= What you are asked to do =
Collect every line in the entries below that contains the string "bride", and copy each such line without changes.

= The records =

========

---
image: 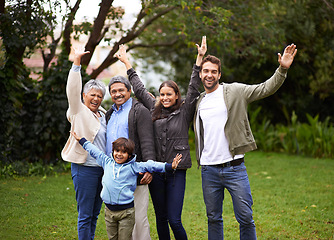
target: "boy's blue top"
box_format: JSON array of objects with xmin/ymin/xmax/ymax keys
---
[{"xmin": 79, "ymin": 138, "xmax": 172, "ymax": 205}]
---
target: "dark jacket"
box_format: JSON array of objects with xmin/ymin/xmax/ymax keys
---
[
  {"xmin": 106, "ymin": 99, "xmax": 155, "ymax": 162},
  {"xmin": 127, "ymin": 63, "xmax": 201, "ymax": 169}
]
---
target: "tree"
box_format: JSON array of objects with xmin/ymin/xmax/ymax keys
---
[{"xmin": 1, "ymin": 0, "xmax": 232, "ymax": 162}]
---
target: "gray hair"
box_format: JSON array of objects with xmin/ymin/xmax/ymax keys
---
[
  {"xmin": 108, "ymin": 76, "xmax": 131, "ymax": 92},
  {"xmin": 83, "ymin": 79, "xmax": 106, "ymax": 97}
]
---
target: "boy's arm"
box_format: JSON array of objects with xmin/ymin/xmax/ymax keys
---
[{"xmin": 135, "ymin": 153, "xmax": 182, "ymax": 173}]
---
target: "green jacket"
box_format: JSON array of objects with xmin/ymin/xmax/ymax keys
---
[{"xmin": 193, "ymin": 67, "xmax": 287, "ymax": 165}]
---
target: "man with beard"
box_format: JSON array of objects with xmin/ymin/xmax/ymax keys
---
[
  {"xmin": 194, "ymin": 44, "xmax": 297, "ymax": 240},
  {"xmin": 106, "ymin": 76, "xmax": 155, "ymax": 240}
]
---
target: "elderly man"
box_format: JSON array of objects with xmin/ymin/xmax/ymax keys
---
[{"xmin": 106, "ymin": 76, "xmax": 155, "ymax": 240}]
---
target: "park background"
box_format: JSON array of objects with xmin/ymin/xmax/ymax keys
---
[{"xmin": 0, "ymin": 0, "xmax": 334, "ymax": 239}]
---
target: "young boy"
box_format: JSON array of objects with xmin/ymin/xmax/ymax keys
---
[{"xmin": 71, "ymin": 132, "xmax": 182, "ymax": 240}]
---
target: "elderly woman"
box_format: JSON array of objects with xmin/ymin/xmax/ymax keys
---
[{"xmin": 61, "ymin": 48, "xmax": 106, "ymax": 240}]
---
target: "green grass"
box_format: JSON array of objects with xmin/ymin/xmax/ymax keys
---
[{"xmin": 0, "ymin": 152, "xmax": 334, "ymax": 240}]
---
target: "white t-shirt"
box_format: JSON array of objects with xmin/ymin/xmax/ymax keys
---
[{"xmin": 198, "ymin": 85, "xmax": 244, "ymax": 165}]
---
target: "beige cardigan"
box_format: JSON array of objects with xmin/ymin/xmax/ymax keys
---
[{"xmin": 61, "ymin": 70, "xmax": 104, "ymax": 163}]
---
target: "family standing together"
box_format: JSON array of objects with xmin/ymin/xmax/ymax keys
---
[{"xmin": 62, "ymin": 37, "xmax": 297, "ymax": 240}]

========

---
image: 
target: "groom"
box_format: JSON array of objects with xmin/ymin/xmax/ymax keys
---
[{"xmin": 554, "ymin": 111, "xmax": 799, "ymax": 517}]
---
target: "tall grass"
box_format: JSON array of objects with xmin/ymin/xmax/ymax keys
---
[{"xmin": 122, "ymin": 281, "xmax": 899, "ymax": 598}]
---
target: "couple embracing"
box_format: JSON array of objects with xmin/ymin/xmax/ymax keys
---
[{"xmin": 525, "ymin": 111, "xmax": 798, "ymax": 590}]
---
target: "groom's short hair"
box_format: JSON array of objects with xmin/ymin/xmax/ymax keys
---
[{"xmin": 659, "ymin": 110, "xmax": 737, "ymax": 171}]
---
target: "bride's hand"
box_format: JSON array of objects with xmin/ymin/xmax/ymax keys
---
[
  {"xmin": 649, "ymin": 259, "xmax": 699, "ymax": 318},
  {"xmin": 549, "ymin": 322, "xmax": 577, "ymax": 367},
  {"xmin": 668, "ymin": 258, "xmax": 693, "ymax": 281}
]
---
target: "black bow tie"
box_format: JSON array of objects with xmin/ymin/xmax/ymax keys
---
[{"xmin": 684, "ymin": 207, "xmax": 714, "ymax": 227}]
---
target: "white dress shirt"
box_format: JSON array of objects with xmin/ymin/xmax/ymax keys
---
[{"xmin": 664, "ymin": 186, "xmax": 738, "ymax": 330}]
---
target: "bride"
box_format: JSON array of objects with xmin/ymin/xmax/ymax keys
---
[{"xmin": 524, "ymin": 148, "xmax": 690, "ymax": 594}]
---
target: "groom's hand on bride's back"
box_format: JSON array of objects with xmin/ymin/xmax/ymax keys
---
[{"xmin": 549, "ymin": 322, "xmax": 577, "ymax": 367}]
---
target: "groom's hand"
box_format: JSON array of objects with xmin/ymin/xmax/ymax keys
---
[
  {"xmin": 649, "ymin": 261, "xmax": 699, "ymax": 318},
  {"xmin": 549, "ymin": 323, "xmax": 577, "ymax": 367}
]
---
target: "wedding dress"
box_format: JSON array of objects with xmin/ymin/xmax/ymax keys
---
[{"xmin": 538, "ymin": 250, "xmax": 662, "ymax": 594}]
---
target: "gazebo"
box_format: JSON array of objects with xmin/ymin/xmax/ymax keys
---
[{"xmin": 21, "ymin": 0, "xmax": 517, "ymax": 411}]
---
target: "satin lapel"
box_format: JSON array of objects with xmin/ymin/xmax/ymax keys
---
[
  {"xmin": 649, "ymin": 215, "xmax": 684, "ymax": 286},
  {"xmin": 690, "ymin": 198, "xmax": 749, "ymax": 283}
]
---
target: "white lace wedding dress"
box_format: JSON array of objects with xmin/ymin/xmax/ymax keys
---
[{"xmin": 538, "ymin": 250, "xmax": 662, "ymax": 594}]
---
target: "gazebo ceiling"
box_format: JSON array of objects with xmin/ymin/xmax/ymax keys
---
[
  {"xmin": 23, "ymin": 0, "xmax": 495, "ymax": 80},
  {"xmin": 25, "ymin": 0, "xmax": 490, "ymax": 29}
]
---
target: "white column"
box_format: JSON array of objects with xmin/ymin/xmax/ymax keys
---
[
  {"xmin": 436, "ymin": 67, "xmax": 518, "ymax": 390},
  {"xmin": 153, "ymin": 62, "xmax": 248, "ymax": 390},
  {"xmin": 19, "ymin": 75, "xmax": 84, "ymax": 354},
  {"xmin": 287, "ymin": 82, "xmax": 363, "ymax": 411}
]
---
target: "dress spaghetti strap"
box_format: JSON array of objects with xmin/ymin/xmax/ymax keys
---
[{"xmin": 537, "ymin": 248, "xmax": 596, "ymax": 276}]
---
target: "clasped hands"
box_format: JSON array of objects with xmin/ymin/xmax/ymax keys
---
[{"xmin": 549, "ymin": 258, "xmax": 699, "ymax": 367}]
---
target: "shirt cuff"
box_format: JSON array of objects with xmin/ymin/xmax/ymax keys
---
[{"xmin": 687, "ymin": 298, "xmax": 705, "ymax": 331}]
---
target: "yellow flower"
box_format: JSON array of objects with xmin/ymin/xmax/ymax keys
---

========

= Reply =
target: "bride's hand"
target: "bride"
target: "groom's hand on bride's back"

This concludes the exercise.